> **Material for this task**

※ ※ ※

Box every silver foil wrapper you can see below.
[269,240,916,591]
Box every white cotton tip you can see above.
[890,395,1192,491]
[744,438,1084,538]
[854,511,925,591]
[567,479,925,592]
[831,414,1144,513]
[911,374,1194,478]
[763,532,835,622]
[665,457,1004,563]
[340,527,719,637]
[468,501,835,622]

※ ※ ※

> **Request**
Count the lines in the material above that contain the word "every". Reply with the number alone.

> **Answer for the task**
2